REQUIRED WORK>
Exclude the pictures from your copy, and reproduce each entry below verbatim.

************

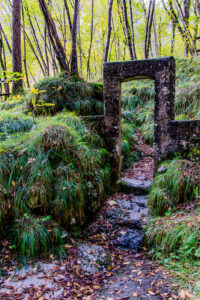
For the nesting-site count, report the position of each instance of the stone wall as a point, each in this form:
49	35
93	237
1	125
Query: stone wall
169	136
162	71
184	135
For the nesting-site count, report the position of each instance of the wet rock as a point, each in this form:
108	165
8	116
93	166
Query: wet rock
141	200
130	239
134	186
162	169
93	258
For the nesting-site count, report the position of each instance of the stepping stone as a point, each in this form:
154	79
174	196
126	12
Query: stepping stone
134	186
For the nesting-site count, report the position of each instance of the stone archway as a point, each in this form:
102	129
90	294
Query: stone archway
162	71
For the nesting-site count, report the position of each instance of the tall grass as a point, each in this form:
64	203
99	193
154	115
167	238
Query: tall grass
171	188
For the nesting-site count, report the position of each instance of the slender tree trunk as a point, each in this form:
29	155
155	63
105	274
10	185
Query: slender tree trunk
53	35
109	31
16	40
91	39
149	22
68	15
24	58
132	30
3	64
74	60
127	27
34	34
173	37
155	38
5	37
198	6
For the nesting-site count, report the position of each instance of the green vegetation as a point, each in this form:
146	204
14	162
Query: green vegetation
138	98
33	236
64	92
52	165
173	187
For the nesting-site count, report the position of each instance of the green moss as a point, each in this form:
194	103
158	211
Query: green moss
175	236
71	93
171	188
34	236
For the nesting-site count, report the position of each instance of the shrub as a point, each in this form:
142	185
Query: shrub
175	186
10	125
61	168
175	236
34	236
71	93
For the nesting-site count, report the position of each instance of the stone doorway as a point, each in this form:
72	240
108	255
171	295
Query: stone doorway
162	71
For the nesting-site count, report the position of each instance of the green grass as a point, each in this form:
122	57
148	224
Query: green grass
174	241
35	236
173	187
138	98
54	94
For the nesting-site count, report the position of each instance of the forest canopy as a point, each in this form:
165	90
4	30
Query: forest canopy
79	35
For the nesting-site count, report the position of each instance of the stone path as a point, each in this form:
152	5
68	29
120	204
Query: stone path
109	262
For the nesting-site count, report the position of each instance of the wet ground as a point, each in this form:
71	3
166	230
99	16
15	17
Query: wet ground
109	262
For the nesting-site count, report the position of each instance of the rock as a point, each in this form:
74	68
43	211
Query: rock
130	239
93	258
162	169
141	200
134	186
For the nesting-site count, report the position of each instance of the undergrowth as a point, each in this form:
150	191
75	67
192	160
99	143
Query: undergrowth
172	187
138	98
54	94
35	235
60	168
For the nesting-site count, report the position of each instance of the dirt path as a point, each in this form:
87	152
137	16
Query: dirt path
109	262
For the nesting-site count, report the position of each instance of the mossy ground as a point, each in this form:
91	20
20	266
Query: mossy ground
52	163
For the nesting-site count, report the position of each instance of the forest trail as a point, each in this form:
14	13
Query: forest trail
118	230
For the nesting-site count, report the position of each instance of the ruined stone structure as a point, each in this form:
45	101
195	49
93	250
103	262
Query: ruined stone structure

************

SOLUTION TO THIS EXERCISE>
For the nesting-site count, report the position of each instance of the stone wall as a point, each in this form:
49	35
93	237
1	125
Query: stone wall
169	136
162	71
184	135
For the nesting-site count, report the position of each instance of the wet rock as a point, each in this form:
108	165
8	116
93	166
Query: wet rock
141	200
130	239
134	186
162	169
93	258
For the nesting-site count, report the position of each instance of the stepping stone as a point, each in this form:
154	79
174	196
126	12
Query: stepping stone
134	186
For the nesting-site count, report the position of each instance of the stone archway as a point, each in this form:
102	129
90	294
Query: stone archway
162	71
For the nesting-site count, report the position of each instance of the tall grass as a point, each in this form:
64	203
99	193
154	115
167	238
Query: tall grass
171	188
For the nesting-site count, report the position of each instance of the slender tree trunk as a point, each in this form:
29	155
155	63
105	274
10	185
Query: slender tree trunk
53	35
109	31
16	40
91	39
149	22
68	15
24	58
132	30
3	64
74	60
127	27
34	34
173	37
155	38
5	37
198	6
For the nesting-site count, report the position of each instance of the green vegetation as a point, each in this form:
146	204
14	162
Query: green vegetation
138	98
33	236
64	92
52	165
173	187
For the nesting-site count, report the position of each instance of the green moss as a point, each in this form:
194	103
158	211
Query: green moss
175	236
71	93
171	188
34	236
For the nesting-site count, report the position of each instance of the shrub as a point, each in this form:
142	185
Query: shrub
175	186
10	125
61	168
175	236
34	236
71	93
For the nesting-site count, report the position of each instance of the stone doorway as a point, each in this form:
72	240
108	255
171	295
Query: stone doorway
162	71
For the nesting-site count, report the position of each instance of the green grass as a point, each in this form:
122	57
148	224
Query: green grass
174	241
35	236
173	187
138	98
54	94
For the nesting-site count, report the position of each instance of the forest canopy as a point, each in this form:
165	90
4	30
Query: forest canopy
79	35
For the nesting-site count, report the position of each instance of the stone path as a point, each in this form:
152	5
68	29
120	204
Query: stone path
109	262
For the nesting-site count, report the position of each instance of the wet ground as a point, each in this form:
71	3
166	230
99	16
15	17
Query: wet ground
109	262
For the nesting-site count, report the position of each instance of the rock as a point, each in this form:
74	68
43	211
Query: rock
130	239
93	258
162	169
141	200
134	186
For the nesting-site count, report the position of each instance of the undergrowth as a point, each in this form:
150	191
75	67
192	160
99	143
Query: undergrowth
172	187
138	98
54	94
35	235
60	168
For the nesting-site count, report the position of each instance of the dirt path as a point, each in this form:
87	152
137	16
Query: dirt path
109	262
For the nesting-site count, report the position of each instance of the mossy ground as a point, each in this form:
91	20
20	266
Query: mossy ground
52	163
For the nesting-site count, report the position of each instance of the forest trail as a point, each in this form:
14	13
Query: forest trail
118	230
For the nesting-site count, report the position of each instance of the ruined stone structure as a point, each in this form:
45	101
195	49
93	250
103	262
Query: ruined stone structure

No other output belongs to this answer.